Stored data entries
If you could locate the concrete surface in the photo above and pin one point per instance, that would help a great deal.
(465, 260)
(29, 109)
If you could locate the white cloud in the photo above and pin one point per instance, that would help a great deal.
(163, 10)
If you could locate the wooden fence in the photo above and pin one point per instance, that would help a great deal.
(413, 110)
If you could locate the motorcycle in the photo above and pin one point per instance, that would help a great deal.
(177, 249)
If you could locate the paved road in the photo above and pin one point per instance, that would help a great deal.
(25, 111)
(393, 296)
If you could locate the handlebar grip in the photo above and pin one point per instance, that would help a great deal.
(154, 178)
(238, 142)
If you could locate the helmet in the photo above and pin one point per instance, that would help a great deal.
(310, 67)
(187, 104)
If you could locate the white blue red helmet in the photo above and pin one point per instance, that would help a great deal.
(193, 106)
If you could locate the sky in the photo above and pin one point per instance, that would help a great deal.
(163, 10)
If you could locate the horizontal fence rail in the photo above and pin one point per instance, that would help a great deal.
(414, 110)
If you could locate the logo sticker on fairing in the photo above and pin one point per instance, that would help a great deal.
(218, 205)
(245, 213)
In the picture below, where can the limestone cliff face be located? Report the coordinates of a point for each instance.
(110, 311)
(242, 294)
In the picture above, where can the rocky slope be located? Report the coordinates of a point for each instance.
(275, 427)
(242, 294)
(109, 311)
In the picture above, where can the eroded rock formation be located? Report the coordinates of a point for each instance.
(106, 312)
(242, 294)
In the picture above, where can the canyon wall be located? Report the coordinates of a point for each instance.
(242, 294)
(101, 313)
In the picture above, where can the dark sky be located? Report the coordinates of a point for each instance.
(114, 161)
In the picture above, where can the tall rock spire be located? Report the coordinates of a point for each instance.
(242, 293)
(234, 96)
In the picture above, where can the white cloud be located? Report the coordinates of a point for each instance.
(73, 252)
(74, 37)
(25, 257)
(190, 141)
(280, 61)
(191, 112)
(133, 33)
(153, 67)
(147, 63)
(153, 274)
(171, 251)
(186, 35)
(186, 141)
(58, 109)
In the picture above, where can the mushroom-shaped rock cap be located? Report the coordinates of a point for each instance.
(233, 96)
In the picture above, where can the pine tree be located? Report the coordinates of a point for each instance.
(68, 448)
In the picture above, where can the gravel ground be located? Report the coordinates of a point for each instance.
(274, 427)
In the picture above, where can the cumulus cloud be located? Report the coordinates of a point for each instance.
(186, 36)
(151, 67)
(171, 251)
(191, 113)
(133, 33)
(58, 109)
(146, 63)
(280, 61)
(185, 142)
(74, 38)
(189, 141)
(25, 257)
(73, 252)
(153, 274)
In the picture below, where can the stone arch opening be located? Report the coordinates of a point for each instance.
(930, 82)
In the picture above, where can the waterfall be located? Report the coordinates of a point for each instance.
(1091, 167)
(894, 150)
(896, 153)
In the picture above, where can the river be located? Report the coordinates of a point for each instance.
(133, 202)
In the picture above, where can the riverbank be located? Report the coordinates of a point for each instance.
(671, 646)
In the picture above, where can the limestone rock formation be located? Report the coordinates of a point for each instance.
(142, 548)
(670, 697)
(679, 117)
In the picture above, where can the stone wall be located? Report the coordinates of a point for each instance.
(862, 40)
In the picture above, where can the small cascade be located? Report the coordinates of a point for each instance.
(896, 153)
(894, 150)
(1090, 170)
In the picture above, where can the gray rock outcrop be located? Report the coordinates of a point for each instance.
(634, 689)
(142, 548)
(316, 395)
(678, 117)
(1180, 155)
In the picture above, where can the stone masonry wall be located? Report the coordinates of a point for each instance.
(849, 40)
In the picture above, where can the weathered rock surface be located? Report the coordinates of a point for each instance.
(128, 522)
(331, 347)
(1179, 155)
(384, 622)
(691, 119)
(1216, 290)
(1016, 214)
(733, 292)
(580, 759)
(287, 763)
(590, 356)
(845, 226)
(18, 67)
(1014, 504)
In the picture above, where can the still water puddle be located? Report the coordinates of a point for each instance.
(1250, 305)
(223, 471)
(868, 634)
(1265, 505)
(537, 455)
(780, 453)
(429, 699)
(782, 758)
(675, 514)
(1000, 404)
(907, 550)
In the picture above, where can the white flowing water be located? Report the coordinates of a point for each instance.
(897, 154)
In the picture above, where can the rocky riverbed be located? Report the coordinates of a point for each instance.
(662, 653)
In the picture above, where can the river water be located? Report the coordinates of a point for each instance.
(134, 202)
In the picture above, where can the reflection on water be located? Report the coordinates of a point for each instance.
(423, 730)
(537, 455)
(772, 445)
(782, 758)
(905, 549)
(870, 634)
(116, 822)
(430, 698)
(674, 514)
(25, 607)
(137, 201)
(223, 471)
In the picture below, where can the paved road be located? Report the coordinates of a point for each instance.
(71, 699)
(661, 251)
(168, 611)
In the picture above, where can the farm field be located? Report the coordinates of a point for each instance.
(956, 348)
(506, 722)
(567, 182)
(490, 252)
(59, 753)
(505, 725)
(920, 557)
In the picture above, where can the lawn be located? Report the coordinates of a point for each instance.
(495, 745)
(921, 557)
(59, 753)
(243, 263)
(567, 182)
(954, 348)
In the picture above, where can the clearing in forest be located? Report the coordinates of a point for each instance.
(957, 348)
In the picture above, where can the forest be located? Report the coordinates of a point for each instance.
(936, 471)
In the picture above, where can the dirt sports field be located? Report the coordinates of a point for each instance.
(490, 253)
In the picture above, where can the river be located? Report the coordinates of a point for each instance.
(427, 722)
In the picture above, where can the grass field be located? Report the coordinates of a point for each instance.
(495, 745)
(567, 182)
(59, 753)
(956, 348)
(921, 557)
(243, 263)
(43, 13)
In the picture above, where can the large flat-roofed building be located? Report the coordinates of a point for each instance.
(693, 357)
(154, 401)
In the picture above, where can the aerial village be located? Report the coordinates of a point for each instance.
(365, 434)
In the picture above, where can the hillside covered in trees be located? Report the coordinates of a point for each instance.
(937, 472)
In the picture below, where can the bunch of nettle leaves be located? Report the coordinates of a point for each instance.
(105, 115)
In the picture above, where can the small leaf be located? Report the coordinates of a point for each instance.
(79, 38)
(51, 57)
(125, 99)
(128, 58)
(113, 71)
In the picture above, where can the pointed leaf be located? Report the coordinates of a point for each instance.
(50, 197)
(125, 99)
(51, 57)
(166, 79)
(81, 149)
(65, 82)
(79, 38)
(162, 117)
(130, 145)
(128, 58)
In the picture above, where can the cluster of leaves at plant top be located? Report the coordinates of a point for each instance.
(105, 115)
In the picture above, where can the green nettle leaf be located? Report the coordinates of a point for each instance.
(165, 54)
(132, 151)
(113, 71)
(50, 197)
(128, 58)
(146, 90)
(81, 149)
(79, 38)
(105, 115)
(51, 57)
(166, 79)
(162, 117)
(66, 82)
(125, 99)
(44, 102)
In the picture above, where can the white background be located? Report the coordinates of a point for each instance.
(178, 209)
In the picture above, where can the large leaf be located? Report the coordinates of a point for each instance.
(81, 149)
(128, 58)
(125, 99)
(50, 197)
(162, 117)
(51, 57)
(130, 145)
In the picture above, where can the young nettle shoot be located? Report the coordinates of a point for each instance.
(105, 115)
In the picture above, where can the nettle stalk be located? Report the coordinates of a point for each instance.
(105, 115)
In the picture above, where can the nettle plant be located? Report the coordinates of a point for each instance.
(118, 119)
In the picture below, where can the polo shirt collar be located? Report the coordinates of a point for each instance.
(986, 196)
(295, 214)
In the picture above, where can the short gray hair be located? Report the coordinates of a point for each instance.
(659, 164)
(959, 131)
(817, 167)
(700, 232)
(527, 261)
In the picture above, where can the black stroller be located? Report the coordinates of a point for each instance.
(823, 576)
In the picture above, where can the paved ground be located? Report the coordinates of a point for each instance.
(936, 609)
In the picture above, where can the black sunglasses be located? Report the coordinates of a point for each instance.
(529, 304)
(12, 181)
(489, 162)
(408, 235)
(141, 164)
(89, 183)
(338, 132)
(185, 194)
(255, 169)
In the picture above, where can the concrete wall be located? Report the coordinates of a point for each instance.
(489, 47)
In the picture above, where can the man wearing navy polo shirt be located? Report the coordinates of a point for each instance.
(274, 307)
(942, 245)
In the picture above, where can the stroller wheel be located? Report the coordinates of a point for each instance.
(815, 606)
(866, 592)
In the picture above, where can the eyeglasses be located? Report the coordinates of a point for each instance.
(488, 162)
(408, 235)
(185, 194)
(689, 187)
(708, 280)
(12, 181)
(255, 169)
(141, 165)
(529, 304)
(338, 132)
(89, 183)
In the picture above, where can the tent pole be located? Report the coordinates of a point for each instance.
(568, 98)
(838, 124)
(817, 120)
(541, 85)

* **GOAL OF THE EXERCISE**:
Write out word for word every line from the one containing "In the picture above, where can the stroller" through the last line of the data, and no other line.

* **ANSWER SPACE**:
In the picture above, where can the stroller wheel be located? Report the coordinates of a point for each instance.
(815, 606)
(866, 592)
In the picture above, where can the eyeglasses be located? Report the coordinates of a point for each instance.
(488, 162)
(408, 235)
(185, 194)
(689, 187)
(708, 280)
(12, 181)
(255, 169)
(141, 165)
(529, 304)
(338, 132)
(89, 183)
In the picture above, where can the tent pole be located? Report the coordinates of a point for each instance.
(568, 98)
(838, 124)
(817, 120)
(541, 85)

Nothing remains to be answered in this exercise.